_DIRECTIVE_
Return each of the lines below verbatim, from the first to the last, without any alteration.

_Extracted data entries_
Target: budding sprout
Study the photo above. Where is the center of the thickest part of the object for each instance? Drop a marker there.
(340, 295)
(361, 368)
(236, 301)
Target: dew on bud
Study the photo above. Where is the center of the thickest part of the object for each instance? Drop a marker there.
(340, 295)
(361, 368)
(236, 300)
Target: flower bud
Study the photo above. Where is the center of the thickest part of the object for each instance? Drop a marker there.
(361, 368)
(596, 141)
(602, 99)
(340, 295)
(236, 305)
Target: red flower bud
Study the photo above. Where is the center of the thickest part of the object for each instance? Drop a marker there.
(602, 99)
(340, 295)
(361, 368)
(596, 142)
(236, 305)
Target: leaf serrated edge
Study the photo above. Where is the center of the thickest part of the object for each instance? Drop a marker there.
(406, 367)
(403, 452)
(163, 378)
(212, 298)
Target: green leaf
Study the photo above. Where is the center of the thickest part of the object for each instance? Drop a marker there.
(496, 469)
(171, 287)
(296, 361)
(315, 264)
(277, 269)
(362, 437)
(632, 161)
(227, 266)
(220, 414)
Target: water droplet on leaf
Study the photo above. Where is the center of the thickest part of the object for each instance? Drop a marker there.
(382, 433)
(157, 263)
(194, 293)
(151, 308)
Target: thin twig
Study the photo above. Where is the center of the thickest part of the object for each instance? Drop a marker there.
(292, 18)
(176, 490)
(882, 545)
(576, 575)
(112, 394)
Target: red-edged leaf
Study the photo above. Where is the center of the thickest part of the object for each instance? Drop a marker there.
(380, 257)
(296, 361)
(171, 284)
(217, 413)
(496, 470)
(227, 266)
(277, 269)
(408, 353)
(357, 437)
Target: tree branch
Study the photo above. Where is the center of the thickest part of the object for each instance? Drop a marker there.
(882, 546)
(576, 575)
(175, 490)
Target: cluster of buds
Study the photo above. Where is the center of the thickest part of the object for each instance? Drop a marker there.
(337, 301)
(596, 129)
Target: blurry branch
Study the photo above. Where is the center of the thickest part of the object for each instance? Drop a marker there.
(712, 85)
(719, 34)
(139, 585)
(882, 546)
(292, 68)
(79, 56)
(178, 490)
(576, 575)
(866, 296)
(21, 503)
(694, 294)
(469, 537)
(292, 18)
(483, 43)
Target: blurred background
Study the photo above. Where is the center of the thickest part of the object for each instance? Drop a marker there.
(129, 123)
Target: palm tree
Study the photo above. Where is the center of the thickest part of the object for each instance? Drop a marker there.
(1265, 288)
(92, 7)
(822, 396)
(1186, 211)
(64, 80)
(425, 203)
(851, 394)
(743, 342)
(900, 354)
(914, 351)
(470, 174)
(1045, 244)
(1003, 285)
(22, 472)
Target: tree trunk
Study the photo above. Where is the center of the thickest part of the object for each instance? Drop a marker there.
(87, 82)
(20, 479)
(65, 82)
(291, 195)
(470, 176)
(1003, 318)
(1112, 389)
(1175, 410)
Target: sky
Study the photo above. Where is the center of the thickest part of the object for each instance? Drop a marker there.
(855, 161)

_THE COMPLETED TASK_
Target: budding sprout
Study the photo above. Where is the center of the thickest part of the object for each instance? Drop a marker there.
(340, 295)
(361, 368)
(236, 301)
Target: dew on bud
Study the photo above. Where is the center of the thickest part of the object for each instance? Drop a marker there.
(340, 295)
(361, 368)
(236, 300)
Target: flower bud
Study the photo above. Where is the center of the thickest part of the object for each instance? Drop a marker there.
(361, 368)
(596, 141)
(602, 99)
(340, 295)
(236, 305)
Target: red flower bud
Study the photo above. Where is the center of the thickest part of the object for each instance? Drop a marker there.
(602, 99)
(340, 295)
(361, 368)
(596, 142)
(236, 305)
Target: leaf serrated edge
Study the photo above. Where is the center of the thickest part of the object for each instance? Drop a marker there.
(406, 367)
(403, 452)
(163, 378)
(212, 298)
Target: green leaf
Study the photo above. Where is the center of the thickest part of the object for each instance? Drop a marker there.
(496, 469)
(171, 287)
(296, 361)
(315, 264)
(277, 269)
(362, 437)
(632, 161)
(227, 266)
(220, 414)
Target: water droplet on leaf
Study the photo above. Where is the center of the thickest part of the object for each instance? Drop a marker there.
(382, 433)
(157, 263)
(194, 293)
(151, 308)
Target: thin twig
Study the photo above. Where is the center of the thickest part of the object for each instance? Drop a marker there.
(292, 18)
(176, 490)
(882, 545)
(576, 575)
(112, 394)
Target: red-edged leaf
Study the photo above. Where is the center of the thickest part of the object for each instance? Drop a marker there.
(380, 257)
(296, 361)
(171, 284)
(217, 413)
(496, 470)
(227, 266)
(277, 269)
(408, 353)
(357, 437)
Target: tree branch
Study the photo above. Where is the center of the thickest part of the object for each instance? Drop a marker there.
(882, 546)
(576, 575)
(175, 490)
Target: cluster of buds
Study the photo above. Where is the center of the thickest part of the object for each instance? Drop a marker there.
(337, 301)
(596, 129)
Target: blurry branch
Study the photo above. Where is the center of the thickest part of the object for each instance? Drop a marker there.
(712, 85)
(719, 34)
(139, 585)
(882, 546)
(292, 68)
(79, 56)
(178, 490)
(576, 575)
(866, 296)
(21, 503)
(694, 294)
(469, 537)
(292, 18)
(483, 43)
Target: blurred background
Study the photo above. Where is the center of the thickest part of the object for each instance? Drop a marker there.
(129, 123)
Target: palm tree
Study the photo above. Where is the center of the thickest part of the object for each instance? Drop a marker there.
(1265, 288)
(92, 7)
(822, 396)
(1186, 211)
(64, 80)
(425, 203)
(851, 394)
(743, 342)
(900, 354)
(914, 351)
(470, 174)
(1045, 244)
(1003, 285)
(22, 472)
Target: tree trunk
Study the photo above. Where is the center of the thickest part of the object for each instance? Drop a marker there.
(87, 82)
(20, 479)
(65, 82)
(291, 195)
(470, 176)
(1003, 318)
(1112, 389)
(1175, 410)
Target: sky
Study the photo above. Where is the center of the thickest part of the object for each instance? Drop a marker there.
(855, 161)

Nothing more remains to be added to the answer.